## WORK TO COMPLETE
Every line of the following records that includes "brown" should be copied.

## Data records
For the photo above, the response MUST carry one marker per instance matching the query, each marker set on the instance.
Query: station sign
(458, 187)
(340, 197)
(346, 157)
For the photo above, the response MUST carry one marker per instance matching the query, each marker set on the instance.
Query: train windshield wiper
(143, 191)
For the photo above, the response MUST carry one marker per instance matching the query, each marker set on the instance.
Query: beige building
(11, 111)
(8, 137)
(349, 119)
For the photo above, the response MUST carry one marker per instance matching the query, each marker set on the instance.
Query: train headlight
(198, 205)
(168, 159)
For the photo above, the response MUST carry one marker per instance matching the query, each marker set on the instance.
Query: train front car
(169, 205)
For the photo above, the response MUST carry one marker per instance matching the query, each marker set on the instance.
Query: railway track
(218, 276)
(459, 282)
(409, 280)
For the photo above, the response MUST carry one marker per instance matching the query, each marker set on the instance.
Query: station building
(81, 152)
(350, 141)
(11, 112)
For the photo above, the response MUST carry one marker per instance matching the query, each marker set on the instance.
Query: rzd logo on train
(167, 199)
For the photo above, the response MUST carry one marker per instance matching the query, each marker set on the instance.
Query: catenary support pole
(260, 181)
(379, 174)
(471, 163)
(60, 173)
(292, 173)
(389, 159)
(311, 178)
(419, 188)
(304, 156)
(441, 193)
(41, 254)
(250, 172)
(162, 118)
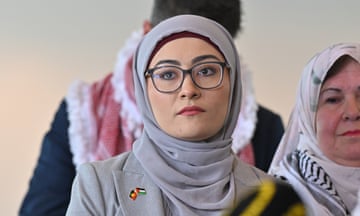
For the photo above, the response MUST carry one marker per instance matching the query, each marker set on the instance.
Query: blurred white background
(45, 45)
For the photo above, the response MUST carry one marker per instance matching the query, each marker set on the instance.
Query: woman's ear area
(146, 26)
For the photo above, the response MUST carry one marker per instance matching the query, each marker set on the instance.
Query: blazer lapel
(147, 201)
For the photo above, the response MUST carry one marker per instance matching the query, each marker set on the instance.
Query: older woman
(320, 151)
(188, 88)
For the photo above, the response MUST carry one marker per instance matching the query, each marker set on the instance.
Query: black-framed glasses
(205, 75)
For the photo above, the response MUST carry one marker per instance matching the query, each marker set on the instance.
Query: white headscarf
(195, 177)
(327, 187)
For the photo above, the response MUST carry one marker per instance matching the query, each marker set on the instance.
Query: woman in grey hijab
(183, 163)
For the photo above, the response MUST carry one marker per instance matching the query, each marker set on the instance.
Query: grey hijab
(196, 178)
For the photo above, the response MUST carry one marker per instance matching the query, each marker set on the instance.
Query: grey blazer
(103, 187)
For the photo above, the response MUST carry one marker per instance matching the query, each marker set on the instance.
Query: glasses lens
(208, 75)
(167, 78)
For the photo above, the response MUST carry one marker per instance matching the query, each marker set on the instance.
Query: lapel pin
(137, 191)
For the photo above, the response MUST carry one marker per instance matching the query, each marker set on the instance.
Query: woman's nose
(189, 88)
(352, 109)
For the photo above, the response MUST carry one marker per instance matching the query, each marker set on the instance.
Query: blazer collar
(133, 176)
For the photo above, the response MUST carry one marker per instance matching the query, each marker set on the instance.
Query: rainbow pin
(137, 191)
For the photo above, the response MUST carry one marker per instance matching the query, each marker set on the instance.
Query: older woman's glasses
(205, 75)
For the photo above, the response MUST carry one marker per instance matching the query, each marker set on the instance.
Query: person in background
(319, 154)
(99, 120)
(188, 90)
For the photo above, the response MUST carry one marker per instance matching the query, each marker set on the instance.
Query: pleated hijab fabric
(196, 178)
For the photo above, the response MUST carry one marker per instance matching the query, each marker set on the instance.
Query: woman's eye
(206, 72)
(167, 75)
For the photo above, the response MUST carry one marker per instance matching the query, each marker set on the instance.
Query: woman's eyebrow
(168, 61)
(204, 57)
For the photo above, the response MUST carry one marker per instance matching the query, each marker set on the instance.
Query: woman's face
(338, 116)
(190, 113)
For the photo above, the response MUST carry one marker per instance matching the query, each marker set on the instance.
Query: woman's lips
(190, 110)
(352, 133)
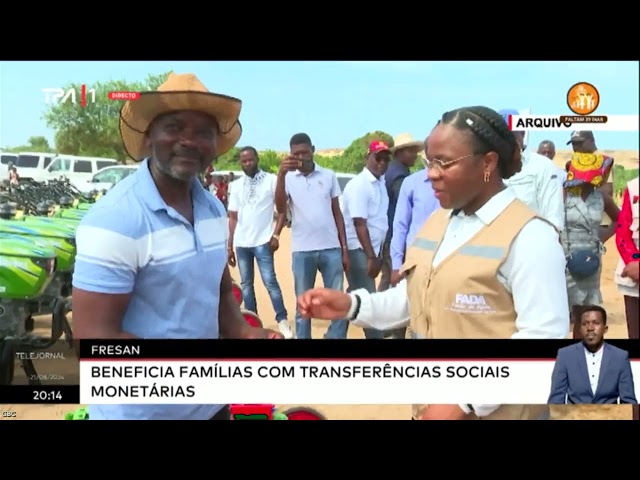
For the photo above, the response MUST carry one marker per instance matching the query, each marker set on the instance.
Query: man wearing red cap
(365, 202)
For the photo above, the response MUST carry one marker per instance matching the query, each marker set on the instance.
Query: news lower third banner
(322, 371)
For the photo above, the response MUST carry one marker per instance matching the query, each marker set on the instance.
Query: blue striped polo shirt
(132, 242)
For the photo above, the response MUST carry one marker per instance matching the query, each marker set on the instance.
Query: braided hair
(490, 133)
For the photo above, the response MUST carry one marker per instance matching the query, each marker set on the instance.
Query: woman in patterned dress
(585, 205)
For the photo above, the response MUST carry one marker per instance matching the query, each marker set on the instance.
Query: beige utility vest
(462, 297)
(633, 188)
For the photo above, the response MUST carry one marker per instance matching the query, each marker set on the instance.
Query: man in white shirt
(318, 239)
(608, 379)
(251, 231)
(364, 205)
(547, 148)
(537, 184)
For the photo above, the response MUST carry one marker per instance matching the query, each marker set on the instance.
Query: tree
(94, 130)
(34, 144)
(354, 156)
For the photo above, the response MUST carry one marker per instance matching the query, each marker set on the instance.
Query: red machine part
(252, 319)
(294, 413)
(237, 292)
(303, 413)
(252, 409)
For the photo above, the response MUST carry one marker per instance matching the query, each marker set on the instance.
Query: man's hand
(345, 260)
(261, 334)
(374, 265)
(631, 271)
(444, 412)
(290, 164)
(395, 277)
(324, 303)
(274, 244)
(231, 257)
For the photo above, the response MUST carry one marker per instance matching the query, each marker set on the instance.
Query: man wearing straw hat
(537, 184)
(152, 254)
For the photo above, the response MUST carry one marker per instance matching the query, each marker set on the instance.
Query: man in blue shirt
(416, 202)
(152, 253)
(405, 153)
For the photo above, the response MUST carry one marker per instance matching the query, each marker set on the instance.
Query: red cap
(378, 146)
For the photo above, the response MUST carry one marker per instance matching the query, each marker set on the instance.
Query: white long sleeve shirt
(535, 254)
(538, 186)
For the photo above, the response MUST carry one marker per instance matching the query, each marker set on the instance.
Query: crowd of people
(487, 241)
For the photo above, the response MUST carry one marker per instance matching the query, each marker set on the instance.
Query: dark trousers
(385, 271)
(385, 283)
(223, 414)
(632, 311)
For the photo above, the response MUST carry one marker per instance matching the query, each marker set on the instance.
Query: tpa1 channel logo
(55, 96)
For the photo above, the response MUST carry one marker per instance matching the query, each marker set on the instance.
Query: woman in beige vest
(487, 267)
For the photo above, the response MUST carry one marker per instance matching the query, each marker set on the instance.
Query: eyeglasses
(439, 166)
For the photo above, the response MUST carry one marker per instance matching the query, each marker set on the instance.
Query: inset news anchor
(592, 371)
(489, 245)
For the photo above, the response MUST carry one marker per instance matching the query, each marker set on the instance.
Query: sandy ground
(613, 304)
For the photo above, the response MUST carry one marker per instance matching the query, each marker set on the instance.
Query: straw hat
(179, 92)
(405, 140)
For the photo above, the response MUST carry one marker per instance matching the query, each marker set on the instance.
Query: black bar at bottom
(328, 349)
(49, 394)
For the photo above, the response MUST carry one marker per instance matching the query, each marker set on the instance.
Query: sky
(336, 102)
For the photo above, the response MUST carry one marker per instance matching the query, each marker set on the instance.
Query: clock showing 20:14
(46, 396)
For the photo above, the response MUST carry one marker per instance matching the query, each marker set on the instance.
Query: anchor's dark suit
(570, 379)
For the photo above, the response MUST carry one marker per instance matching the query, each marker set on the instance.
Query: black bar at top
(45, 394)
(313, 349)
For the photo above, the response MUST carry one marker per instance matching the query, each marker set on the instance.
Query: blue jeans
(358, 278)
(264, 259)
(305, 268)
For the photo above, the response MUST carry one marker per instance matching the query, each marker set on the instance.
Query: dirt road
(613, 304)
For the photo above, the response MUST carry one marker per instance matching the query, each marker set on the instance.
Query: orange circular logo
(583, 98)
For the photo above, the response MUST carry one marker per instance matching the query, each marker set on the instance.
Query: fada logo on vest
(583, 98)
(466, 303)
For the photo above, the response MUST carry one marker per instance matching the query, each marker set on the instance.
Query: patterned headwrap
(587, 168)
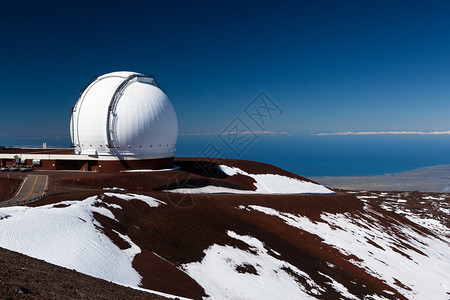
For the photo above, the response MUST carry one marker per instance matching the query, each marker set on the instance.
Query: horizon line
(404, 132)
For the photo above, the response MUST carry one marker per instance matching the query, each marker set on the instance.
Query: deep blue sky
(330, 65)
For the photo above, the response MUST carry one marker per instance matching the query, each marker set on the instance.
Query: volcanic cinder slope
(230, 229)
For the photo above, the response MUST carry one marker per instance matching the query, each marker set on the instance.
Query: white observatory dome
(124, 114)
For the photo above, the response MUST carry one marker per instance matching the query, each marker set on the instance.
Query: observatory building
(121, 121)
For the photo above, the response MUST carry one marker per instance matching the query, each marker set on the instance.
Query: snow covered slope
(365, 245)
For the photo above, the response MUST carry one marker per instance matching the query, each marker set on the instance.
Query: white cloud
(385, 133)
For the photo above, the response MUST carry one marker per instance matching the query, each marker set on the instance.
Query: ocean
(306, 154)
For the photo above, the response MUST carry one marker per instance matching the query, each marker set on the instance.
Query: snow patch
(69, 237)
(408, 256)
(267, 278)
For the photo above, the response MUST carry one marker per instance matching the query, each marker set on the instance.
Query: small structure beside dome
(121, 121)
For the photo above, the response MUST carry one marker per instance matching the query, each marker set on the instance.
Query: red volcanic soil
(178, 233)
(7, 186)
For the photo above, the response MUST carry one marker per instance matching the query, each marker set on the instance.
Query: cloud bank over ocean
(446, 132)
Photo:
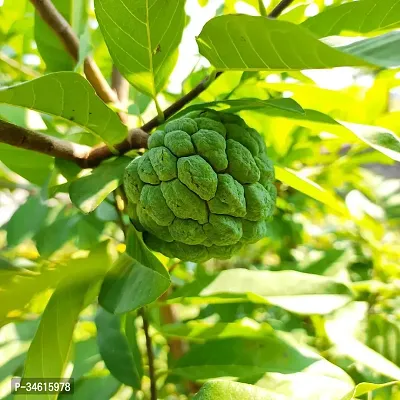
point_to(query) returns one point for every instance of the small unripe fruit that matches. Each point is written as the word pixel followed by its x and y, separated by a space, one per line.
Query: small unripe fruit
pixel 203 189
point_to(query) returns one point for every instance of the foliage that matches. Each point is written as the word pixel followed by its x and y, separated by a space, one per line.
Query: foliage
pixel 308 311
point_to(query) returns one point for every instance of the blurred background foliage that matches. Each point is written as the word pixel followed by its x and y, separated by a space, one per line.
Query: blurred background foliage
pixel 331 339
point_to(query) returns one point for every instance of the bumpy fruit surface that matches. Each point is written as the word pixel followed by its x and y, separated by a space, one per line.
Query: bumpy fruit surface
pixel 204 189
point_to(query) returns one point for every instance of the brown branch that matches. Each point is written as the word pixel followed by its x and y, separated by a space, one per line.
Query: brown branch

## ANSWER BELOW
point_to(query) returns one point for every instance of the brown branch that matches. Each point is written as the word pixel followed by its x and y, separated by a space, one per line.
Query: brown branch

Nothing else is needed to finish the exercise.